WHAT THE EXERCISE ASKS: Please write out the thermal spray text below word for word, starting with "Recent Gun Spraying" and going on through "and anti-corrosion coatings.".
----- PASSAGE SHOWN -----
1. Combustion Wire Thermal Spray Process Or Metal Spraying

THRMAL SPRAY PROCESSES

1.  Combustion Wire Thermal Spray Process or Metal Spraying:

Schematic Diagram of the Combustion Wire Thermal Spray Process

(also known previously as Flame Spray, Metallizing, and Metal Spray Processes)

A Complete Combustion Wire Thermal Spray (Flame Spray) Process Installation

The Combustion Wire Thermal Spray Process formerly known as Metalizing, Flame Spray and Metal Spray Processes was first invented in 1910 by Schoop in Switzerland

Old Type Schoop Gun

Recent Gun Spraying 13% Chromium Steel

The flame spray process is basically the spraying of molten metal* onto a surface to provide a coating. Material in wire form is melted in a flame (oxy-acetylene flame most common) and atomised using compressed air to form a fine spray. When the spray contacts the prepared surface of a substrate material, the fine molten droplets rapidly solidify forming a coating. This flame spray process carried out correctly is called a "cold process" (relative to the substrate material being coated) as the substrate temperature can be kept low during processing avoiding damage, metallurgical changes and distortion to the substrate material.

This flame spray process has been extensively used in the past and today for machine element work and anti-corrosion coatings.

* Ceramics and cermets can be used in rod or composite wire form.

Common materials Sprayed:

·  Zinc and aluminium for anti-corrosion cathodic coatings on steel

·  Nickel/aluminium composite wire for bond coats and self-bonding coatings

·  Molybdenum for bond coats

·  Molybdenum for hard bearing applications, excellent resistance to adhesive wear, used on piston rings, syncromesh cones and journals.

·  High Chromium steel for many applications requiring hard and wear resistant coating

·  Bronzes, babbitt for bearing applications

·  Stainless steels, nickel and monel for anti-corrosion and wear

·  Aluminium, nickel/aluminium for heat and oxidation resistance

Process Advantages:

·  Low capital investment

·  Simple to operate

·  Wire form cheaper than powder

·  Deposit efficiency very high

·  Possibly still best for applying pure molybdenum coatings for wear resistance.

·  Portable system

·  Preheating facility built in, unlike arc spraying

·  Possible to use system in areas without electricity supply

Process Disadvantages:

·  Limited to spraying materials supplied in wire or rod form

·  Not capable of the low oxide, high density and high strength coatings of plasma and HVOF.

2.  Combustion Powder Thermal Spray process (Flame Spray Process):

Schematic Diagram of Combustion Powder Thermal Spray Process

(also known as Powder Flame Spraying and LVOF (Low Velocity Oxygen Fuel Process)

This process is basically the spraying of molten material onto a surface to provide a coating. Material in powder form is melted in a flame (oxy-acetylene or hydrogen most common) to form a fine spray. When the spray contacts the prepared surface of a substrate material, the fine molten droplets rapidly solidify forming a coating. This flame spray process carried out correctly is called a "cold process" (relative to the substrate material being coated) as the substrate temperature can be kept low during processing avoiding damage, metallurgical changes and distortion to the substrate material.
----- INFORMATION SUPPLIED -----
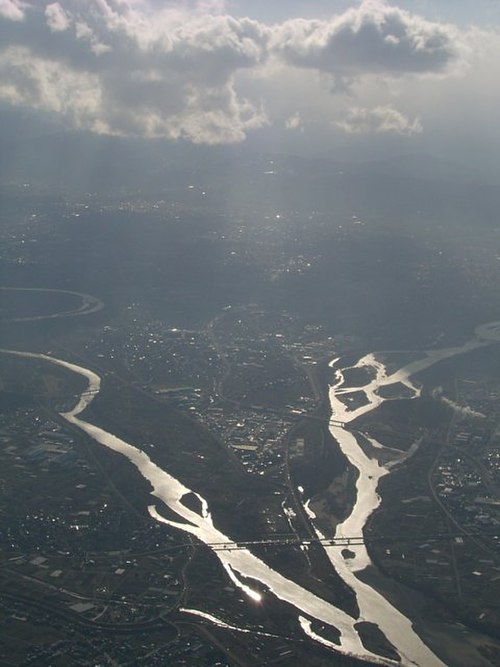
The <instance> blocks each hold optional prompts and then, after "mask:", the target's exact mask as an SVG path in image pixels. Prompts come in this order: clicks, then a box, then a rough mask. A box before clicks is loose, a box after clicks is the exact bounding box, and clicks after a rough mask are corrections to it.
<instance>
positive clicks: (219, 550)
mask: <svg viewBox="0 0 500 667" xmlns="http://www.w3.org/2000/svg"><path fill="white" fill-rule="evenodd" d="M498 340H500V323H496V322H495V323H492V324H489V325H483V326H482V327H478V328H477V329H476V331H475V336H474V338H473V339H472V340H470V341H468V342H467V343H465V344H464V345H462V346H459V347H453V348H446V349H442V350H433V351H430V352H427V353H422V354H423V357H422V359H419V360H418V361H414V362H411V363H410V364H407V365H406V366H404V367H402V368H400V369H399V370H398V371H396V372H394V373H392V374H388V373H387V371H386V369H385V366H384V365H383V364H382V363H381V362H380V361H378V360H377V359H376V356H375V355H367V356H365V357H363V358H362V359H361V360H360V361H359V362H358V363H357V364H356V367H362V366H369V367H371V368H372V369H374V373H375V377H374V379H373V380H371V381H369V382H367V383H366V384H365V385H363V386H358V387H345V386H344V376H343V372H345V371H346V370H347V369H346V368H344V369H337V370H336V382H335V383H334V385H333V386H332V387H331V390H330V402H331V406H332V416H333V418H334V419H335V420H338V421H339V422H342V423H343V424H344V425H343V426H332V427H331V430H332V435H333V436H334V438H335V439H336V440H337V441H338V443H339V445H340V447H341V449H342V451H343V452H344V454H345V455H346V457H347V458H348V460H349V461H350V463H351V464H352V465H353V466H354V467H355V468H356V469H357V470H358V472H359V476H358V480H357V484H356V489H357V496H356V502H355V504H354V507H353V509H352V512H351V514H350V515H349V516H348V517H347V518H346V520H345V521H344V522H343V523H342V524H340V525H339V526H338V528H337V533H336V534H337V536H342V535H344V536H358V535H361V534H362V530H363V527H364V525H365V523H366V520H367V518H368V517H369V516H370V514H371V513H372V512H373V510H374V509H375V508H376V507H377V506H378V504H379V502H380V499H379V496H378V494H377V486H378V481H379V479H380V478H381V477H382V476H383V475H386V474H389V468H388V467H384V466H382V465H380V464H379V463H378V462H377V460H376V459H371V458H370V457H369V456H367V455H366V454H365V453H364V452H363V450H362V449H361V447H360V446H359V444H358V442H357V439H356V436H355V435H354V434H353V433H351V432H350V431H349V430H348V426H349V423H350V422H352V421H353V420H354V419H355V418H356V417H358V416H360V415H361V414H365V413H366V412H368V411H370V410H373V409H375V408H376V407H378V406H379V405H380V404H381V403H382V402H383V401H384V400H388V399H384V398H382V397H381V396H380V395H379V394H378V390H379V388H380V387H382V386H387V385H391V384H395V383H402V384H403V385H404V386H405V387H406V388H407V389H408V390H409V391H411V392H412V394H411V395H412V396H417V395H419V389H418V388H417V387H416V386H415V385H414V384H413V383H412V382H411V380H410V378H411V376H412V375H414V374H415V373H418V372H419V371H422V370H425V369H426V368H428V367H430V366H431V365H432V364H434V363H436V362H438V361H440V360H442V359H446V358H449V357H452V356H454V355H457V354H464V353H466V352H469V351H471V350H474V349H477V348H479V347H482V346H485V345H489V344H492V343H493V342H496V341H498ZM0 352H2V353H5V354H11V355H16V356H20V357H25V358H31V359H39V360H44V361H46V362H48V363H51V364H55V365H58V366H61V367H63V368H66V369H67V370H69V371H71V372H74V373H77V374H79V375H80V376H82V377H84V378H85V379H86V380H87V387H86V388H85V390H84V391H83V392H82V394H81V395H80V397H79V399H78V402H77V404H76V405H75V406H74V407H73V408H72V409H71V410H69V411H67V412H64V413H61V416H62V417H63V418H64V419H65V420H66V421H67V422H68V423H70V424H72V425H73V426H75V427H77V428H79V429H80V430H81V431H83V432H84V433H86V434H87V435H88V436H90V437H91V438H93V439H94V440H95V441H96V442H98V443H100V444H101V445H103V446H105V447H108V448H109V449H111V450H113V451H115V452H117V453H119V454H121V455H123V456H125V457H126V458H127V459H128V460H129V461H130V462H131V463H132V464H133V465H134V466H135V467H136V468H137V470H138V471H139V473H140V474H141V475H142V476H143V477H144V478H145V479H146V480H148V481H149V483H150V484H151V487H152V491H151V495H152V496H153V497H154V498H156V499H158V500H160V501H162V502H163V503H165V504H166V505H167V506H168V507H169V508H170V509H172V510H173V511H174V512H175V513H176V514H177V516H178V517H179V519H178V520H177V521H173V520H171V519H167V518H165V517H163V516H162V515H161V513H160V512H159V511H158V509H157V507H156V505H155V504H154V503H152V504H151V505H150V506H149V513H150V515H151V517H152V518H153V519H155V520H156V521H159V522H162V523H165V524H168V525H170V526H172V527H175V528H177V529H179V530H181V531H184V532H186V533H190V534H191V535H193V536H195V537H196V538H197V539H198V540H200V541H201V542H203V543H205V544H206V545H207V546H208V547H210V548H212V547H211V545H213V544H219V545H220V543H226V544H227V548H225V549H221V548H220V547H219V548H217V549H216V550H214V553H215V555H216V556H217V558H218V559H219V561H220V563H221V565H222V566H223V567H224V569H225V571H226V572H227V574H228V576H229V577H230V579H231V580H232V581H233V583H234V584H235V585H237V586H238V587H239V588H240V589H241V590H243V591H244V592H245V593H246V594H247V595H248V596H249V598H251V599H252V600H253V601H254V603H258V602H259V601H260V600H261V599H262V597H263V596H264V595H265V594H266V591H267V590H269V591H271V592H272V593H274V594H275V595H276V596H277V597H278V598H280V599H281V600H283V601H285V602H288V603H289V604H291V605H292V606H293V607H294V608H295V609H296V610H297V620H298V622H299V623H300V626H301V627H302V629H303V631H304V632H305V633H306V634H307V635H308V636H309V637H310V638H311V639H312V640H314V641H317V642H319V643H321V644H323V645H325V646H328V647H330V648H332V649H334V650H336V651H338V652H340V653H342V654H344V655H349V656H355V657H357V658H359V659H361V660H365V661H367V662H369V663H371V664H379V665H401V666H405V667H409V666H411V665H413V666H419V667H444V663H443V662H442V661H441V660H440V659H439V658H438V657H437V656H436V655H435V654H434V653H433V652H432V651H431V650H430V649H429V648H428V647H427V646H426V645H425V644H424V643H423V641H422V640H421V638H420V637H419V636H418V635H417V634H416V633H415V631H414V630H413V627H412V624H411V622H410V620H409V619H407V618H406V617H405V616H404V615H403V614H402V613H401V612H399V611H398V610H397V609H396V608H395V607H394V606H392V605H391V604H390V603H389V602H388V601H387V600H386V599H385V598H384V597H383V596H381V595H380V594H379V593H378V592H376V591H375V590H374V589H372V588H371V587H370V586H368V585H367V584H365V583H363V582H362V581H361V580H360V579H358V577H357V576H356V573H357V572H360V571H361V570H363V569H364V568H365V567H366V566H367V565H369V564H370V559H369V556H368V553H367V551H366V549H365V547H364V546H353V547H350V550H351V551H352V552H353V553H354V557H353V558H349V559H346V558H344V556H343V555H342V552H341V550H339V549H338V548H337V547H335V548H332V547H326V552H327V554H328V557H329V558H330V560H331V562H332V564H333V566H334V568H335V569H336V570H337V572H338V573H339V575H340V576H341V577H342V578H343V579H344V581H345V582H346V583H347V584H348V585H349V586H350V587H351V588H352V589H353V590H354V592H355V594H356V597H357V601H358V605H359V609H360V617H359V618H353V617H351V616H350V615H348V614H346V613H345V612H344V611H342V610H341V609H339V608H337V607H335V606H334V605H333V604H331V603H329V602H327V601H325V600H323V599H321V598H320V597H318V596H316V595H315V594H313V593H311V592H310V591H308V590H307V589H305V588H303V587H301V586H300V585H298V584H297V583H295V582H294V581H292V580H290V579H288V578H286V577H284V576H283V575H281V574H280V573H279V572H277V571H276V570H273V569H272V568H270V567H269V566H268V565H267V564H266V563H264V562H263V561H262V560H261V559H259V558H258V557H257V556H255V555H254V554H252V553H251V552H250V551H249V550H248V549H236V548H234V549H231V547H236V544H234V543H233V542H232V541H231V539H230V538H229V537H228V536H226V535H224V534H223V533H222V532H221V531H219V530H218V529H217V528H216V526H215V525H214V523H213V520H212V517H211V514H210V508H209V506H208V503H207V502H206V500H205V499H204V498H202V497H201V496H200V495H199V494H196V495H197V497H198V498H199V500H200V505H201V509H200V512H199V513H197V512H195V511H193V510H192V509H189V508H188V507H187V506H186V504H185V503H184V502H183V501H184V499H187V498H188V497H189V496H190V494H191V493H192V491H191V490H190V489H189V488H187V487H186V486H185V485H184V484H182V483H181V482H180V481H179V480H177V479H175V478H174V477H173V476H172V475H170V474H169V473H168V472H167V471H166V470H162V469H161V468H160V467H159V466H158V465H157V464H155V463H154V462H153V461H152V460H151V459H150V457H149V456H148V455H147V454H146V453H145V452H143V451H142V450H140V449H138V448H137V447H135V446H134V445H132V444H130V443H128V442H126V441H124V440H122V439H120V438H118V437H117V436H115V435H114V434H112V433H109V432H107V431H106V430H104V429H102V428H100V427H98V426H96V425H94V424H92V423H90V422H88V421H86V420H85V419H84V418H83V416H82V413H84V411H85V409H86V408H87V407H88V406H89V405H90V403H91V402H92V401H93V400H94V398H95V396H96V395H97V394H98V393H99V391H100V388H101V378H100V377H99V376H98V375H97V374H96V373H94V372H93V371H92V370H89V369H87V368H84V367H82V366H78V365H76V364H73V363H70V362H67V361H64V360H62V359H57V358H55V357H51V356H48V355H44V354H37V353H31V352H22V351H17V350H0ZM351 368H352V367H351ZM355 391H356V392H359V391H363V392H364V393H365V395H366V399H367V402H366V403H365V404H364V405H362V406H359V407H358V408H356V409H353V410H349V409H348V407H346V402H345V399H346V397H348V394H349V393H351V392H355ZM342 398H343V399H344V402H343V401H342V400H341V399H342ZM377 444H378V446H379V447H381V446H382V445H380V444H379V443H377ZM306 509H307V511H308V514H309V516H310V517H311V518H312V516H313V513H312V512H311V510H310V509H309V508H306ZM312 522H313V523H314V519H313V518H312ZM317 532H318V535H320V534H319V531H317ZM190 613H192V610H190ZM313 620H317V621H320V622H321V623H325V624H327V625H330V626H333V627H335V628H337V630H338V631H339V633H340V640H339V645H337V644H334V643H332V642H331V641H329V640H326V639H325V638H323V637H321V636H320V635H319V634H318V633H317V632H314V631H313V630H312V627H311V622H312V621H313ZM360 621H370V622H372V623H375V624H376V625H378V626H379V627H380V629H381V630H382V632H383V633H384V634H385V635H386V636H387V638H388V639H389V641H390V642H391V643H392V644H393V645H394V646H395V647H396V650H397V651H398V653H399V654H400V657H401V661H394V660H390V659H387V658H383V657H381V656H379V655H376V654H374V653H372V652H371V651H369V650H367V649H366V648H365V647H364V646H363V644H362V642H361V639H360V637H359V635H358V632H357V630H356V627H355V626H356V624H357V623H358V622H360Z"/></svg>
-----
RESPONSE TO THE EXERCISE:
Recent Gun Spraying 13% Chromium Steel

The flame spray process is basically the spraying of molten metal* onto a surface to provide a coating. Material in wire form is melted in a flame (oxy-acetylene flame most common) and atomised using compressed air to form a fine spray. When the spray contacts the prepared surface of a substrate material, the fine molten droplets rapidly solidify forming a coating. This flame spray process carried out correctly is called a "cold process" (relative to the substrate material being coated) as the substrate temperature can be kept low during processing avoiding damage, metallurgical changes and distortion to the substrate material.

This flame spray process has been extensively used in the past and today for machine element work and anti-corrosion coatings.